• _Excerpted passage_:
+---+

As for the NYMEX, it was the center of trading in commodities such as oil, gold, silver, and cotton; now it is a deserted office building down the block from the World Trade Center. The last time open outcry/floor trading was significant was the mid-2000s. For those unfamiliar, here is a clip of pit trading from the classic, Trading Places (this took place in the basement of one of the Twin Towers).

Back to prop trading[i] and what makes it tick (skip down a few paragraphs to “Finally back to…” if you don’t care for a background in prop trading). Let’s look at 3 different approaches to (try to) make money in prop trading. The founder and source of all of FT’s capital was the boss, Fonny. His bread and butter was trading in the pits, and this is the only approach to prop trading which we’ll describe that no longer exists. Essentially it is daytrading; and before OTC/computer trading, trading in the pits dictated market prices. Big customer orders would come through brokerage firms whose traders would (inadvertently) telegraph large orders which would allow “local” pit traders, such as Fonny, to capitalize “making markets” on them. It’s kind of like front-running except you have no client. This is quite an exaggeration of the simplicity, but it sets the premise of pit traders having access to a lot more information than others. The main point here is that it was RELATIVELY easy to make money in the pits. To neutralize an influx of millionaires, it was very expensive to get a seat on the exchange. This seat would grant access to trading in the pits.

While Fonny was a complete dick, he was very smart and a great trader who could trade 100’s of contracts simultaneously between dozens of futures spreads (e.g. buying futures contracts for March delivery while selling the equivalent of April). He made $15-20mm in 2006, probably the last year that NYMEX floor trading was relevant. Chicago Mercantile Exchange (CME) bought them out a year or two later….and now open outcry is history.

Another approach to prop trading is driven by fundamentals.  Let’s visit fundamentals via commodities, since we hear about equities all too often. Commodity fundamentals dwindle down to supply and demand, which characterizes trading of all instruments of course. By definition though, commodities are in constant supply and demand for consumption, utilization, or storage. Gold of course is a commodity but more of a currency or holder of value than the common resource commodity. Think of oil, natural gas, corn, wheat, cocoa, sugar, copper, or live cattle here. Like Gordon Gekko says himself, the most valuable commodity is information…and that applies even when trading actual commodities. Supply for different commodities is dictated by company production, exploration, crop production, weather, and many other factors depending on the commodity. Of course, the supply is also dictated or even driven by demand. Demand is also driven by macro and microeconomic factors. Case in point, it’s not that simple to explain, and even harder to make money All in all, commodity shops employ people as diverse as meteorologists, farmers, economists, etc., all to drive fundamental trading.

Technical trading is the third approach to trading. By definition, technical analysis is the study of prices and market data….to determine the direction of securities. It makes no sense and all the sense in the world, and this is by far the easiest to learn and therefore the most common means to trading. Charts are studied with trend-lines, resistance and support levels, volume, candlestick patters, and even something called an ichimoku cloud.

+---+

• _Recorded data_:
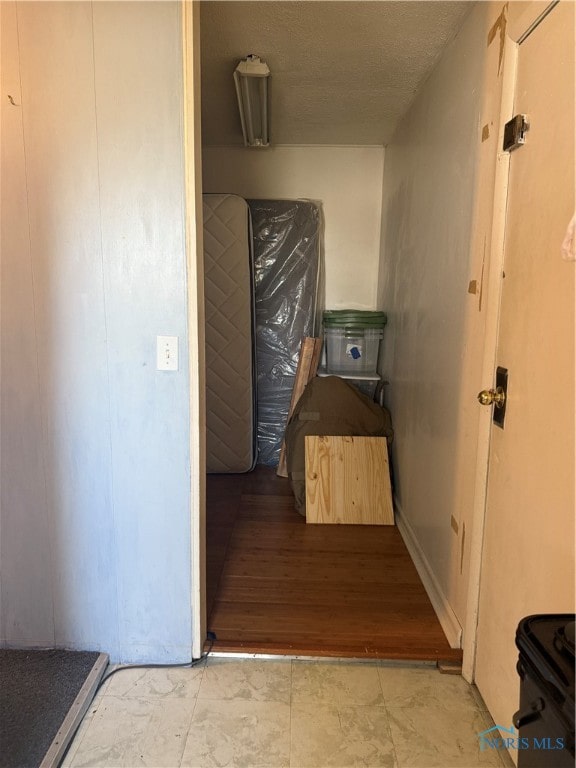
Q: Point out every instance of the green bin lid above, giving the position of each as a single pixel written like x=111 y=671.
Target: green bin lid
x=358 y=318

+---+

• _Tasks to complete_:
**1.** In the prop trading passage, how much money did Fonny make in 2006?
**2.** Continue the prop trading passage from its last sentence.

• _Answers for the exercise_:
**1.** $15-20mm.

**2.**
Options could be considered another approach to trading, depending on who you ask. While options are commonly used as a vehicle to establish positions/biases stemming from the approaches described above, they are also used to trade volatility or achieve certain risk/reward objectives. Without delving into an options tutorial, volatility is the main X-factor considered into options trading – option prices and volatility have a positive correlation. So, a trader might buy options in low volatility environments with no direction bias, or sell if a trader thinks volatility will decrease, still having no direction bias.

Finally…back to the story and my experience prop trading at FT. We mainly and sometimes exclusively used options to exercise a bias. Option trading can serve two general purposes, trading volatility and trading for leverage. Flucktrading used options for leverage mainly, and like most traders who do so, myself included, we would definitely not admit this at the time. Option trading does open up predetermined risk/reward scenarios though, and this was a very close second in using options at FT. That being said, options are still one of the most complicated financial instruments to grasp, so I spent all of my summer internship asking questions and studying options because I was blown away by how many more ways one could approach a trade with options. Instead of just buy or sell, there were strangles, butterflies, calendar spreads, back spreads, condors, and countless other combinations.

Like any subject on earth, learning about options trading is not impossible or even that difficult with the right approach. By the time I started at FT full-time out of college, I had learned enough about options that I gained the respect my boss and he was appropriately giving me more responsibility with each step I took to prove my competence. Of course, that’s no excuse to run around calling people (myself mostly as the younger guy) fucking idiots and retarded. Once I got used to it, it was worth the added responsibilities.

The real problem came when Fonny actually entrusted me with going to India to open a trading operation there. I knew that he did not have anyone else willing to go to India, nor did he have some he could trust trading his capital who possessed the appropriate level of trading knowledge. In negotiating compensation, I replied to their lowball of $60k + 2% of profits with something ridiculous like $200k + 10% or even 20% of profit. This went over a few weeks where they purchased my plane tickets, booked a month’s stay at one of the best hotels, and even purchased the little things like a brand new pebble cellphone and Rosetta Stone for Hindi. It came down to the night before my flight was to depart and I rejected $90k + 3-5% of profits. I was asking for $100k and 10%. It was purely my ego which wanted to get back Fonny for being verbally abusive and my immaturity in believing I held the edge because I was the only option. Looking back, I realize haggling for % of profits was silly because 0% of the zero profits made is…zero.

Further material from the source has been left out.